[Image-grounded pointing data]

┌────────

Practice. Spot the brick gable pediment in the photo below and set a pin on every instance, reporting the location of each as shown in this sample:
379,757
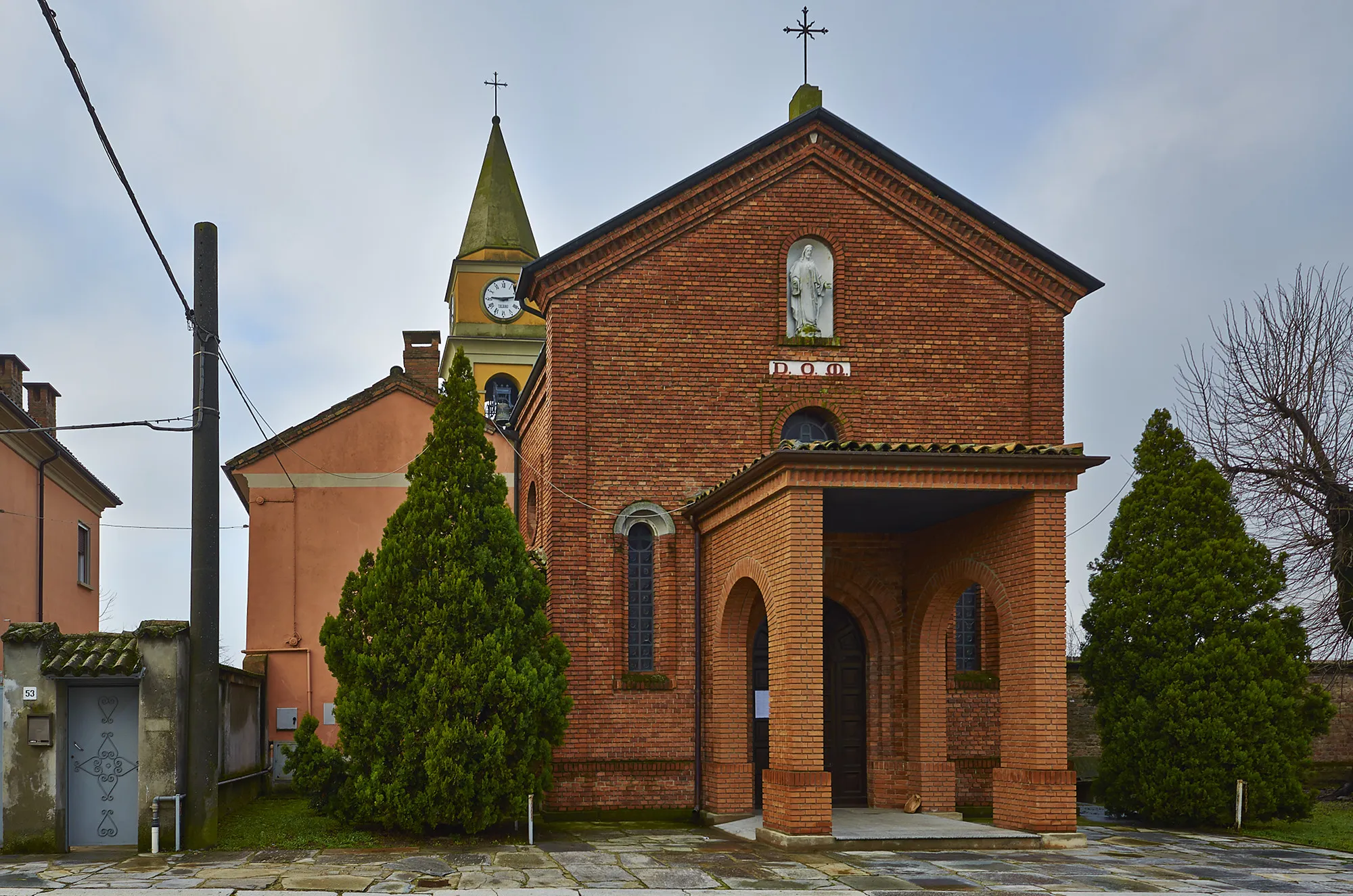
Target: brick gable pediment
815,145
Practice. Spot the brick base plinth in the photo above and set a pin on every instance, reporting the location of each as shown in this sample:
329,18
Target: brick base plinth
729,786
888,784
936,782
798,801
1040,800
623,785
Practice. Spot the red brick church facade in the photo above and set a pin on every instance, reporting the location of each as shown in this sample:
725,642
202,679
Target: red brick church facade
873,611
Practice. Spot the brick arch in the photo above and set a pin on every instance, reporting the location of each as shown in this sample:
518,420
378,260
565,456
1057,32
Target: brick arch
927,686
827,235
948,578
833,409
743,597
875,605
745,571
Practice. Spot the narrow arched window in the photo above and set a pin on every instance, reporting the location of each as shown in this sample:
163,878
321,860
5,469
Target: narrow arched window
968,631
531,515
810,424
501,390
641,597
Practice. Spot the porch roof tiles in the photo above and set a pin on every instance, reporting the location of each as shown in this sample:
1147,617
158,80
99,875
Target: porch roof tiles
791,447
95,654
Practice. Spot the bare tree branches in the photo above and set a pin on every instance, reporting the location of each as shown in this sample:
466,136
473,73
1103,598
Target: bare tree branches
1272,405
108,601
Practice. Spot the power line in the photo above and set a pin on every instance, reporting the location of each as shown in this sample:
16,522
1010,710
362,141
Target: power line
1130,477
113,158
246,398
116,525
152,424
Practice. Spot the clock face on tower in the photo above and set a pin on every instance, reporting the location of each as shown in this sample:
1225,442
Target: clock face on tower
501,301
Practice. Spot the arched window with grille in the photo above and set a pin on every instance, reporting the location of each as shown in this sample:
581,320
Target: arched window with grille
810,424
641,574
501,390
968,630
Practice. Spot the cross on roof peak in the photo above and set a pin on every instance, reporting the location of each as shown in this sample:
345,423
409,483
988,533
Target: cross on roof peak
496,85
804,29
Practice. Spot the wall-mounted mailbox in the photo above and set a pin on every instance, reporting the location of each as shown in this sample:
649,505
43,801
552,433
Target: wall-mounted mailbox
40,731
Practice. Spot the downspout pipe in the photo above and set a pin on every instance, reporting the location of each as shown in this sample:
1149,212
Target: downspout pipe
700,681
43,521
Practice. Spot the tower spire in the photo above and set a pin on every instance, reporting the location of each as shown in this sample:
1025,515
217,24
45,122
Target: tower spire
497,214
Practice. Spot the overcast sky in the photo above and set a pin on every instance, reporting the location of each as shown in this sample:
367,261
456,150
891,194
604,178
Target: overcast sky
1185,154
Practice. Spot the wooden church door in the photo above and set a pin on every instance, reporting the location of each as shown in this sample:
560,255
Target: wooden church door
844,705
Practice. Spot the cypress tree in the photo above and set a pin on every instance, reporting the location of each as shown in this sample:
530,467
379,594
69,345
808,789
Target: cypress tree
1199,677
451,685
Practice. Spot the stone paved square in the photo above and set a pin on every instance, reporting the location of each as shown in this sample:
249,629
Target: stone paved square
577,859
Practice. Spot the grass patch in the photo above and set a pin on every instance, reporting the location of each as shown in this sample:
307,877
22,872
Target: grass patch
1329,827
288,822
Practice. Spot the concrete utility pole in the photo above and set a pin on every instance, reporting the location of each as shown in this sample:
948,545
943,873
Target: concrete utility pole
205,613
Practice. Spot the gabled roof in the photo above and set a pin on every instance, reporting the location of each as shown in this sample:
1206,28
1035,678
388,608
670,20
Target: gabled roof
497,214
53,447
394,383
819,116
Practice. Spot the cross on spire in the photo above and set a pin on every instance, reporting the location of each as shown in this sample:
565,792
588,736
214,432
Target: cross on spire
804,29
496,85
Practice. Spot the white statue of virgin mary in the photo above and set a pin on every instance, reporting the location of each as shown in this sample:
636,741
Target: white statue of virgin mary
810,291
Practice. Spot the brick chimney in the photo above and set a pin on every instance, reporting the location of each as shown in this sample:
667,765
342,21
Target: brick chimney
12,378
423,354
43,404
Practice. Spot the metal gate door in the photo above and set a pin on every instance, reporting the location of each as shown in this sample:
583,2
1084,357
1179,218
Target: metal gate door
102,774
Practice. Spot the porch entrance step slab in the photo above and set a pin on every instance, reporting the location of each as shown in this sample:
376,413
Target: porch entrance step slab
865,828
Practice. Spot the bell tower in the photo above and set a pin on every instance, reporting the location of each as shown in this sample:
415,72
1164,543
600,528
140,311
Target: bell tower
500,336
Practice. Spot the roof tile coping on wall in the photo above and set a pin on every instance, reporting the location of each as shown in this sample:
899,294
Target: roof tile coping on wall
30,632
94,653
844,450
162,627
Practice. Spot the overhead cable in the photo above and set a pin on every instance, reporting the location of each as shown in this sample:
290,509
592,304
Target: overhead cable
113,158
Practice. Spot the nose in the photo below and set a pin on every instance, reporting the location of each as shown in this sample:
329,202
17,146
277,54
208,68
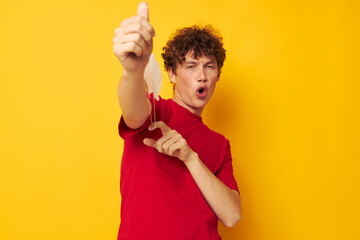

└────────

> _EXERCISE AIM_: A bare number is the expected answer: the tally of lines in the records above holding "below".

> _ANSWER TO THE PROBLEM_: 2